## TEXT FOR ANALYSIS
------------------------------
Article

Guinea Pig for Heart Study

April 1949
Article
Guinea Pig for Heart Study
April 1949

Dr. Alden G. Vaughan '17 has enlisted in the fight against heart disease, but not in the familiar ranks of the fund-raiser or community organizer. He will serve as a subject in a long-range study of heart ailments at the University of Minnesota. The professor of ancient languages and humanities at Centre College, Danville, Kentucky, considers himself "very lucky" to be part of the experiment along with 300 business and professional men from 45 to 54 years old and 200 Minnesota undergraduates.

At least once a year for the next five years, the Middleboro, Mass., native will report to Minnesota's laboratory of physiological hygiene for testing and examination. Data on his personality, the emotional strains and the tensions under which he lives, and his general physical health are now on file there.

Although all the subjects of the experimental program are in normal health, insurance surance statistics make it certain that some of this number will develop a heart disease within a few years. The individual files on their mental and physical health compiled from the annual examinations should then reveal the basic information that the program is seeking.

Answers to the following questions may eventually defeat the nation's number one killer: Can the development of a heart ailment be detected when the person is still well? What habits of diet and physical activity are favorable to prevent or delay these diseases? What are the effects of worry and tension?

Dr. Vaughan has devoted more than a quarter of a century to the teaching profession. Before he joined the Centre College faculty in 1948, he taught Latin at the Blake School for Boys in Minneapolis. From 1938 to 1942, he was an instructor in the classical languages at Brown University.
------------------------------
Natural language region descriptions
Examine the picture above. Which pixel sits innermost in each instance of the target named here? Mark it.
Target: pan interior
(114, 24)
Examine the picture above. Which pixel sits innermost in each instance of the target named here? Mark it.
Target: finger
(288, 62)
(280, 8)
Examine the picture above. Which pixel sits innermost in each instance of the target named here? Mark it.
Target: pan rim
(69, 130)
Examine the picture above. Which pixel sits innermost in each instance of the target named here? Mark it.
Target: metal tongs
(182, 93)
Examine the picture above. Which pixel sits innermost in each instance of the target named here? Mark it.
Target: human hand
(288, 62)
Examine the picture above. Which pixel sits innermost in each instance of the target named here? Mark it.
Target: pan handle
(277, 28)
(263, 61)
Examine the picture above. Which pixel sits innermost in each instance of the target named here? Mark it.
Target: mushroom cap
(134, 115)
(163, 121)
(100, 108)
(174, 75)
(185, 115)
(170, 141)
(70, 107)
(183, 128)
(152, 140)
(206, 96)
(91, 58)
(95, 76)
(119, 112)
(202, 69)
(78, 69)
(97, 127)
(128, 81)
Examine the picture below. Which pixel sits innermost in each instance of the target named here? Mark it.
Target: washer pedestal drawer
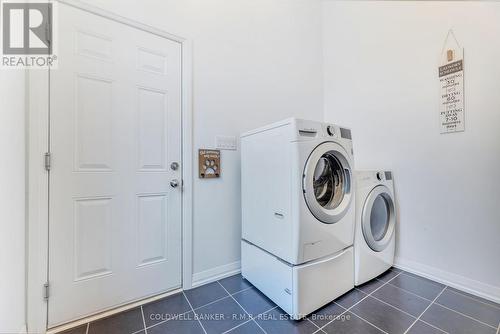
(300, 289)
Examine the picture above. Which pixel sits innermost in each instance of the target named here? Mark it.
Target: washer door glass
(329, 181)
(378, 218)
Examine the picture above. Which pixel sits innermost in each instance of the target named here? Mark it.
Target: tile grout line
(242, 308)
(429, 324)
(359, 301)
(465, 315)
(421, 314)
(446, 307)
(413, 293)
(363, 319)
(144, 321)
(380, 329)
(358, 316)
(230, 329)
(192, 309)
(196, 308)
(394, 307)
(474, 298)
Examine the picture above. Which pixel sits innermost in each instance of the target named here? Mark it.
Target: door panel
(115, 127)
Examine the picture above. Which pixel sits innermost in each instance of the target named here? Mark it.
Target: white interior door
(115, 129)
------------------------------
## REQUIRED TASKS
a. List the schools and colleges where, according to the article on the heart study, Dr. Vaughan has taught.
b. Answer these questions from the article on the heart study:
(i) How many business and professional men are taking part in the experiment?
(ii) What subject did Dr. Vaughan teach at the Blake School for Boys?
(iii) How often will Dr. Vaughan report to the laboratory of physiological hygiene, and for how long?
c. From the article on the heart study, extract the passage that opens with the words containing "Dr. Alden G." and closes with "200 Minnesota undergraduates.".

## ANSWERS
a.
Blake School for Boys (Minneapolis)
Brown University
Centre College (Danville, Kentucky)

b.
(i) 300
(ii) Latin
(iii) At least once a year for the next five years

c.
Dr. Alden G. Vaughan '17 has enlisted in the fight against heart disease, but not in the familiar ranks of the fund-raiser or community organizer. He will serve as a subject in a long-range study of heart ailments at the University of Minnesota. The professor of ancient languages and humanities at Centre College, Danville, Kentucky, considers himself "very lucky" to be part of the experiment along with 300 business and professional men from 45 to 54 years old and 200 Minnesota undergraduates.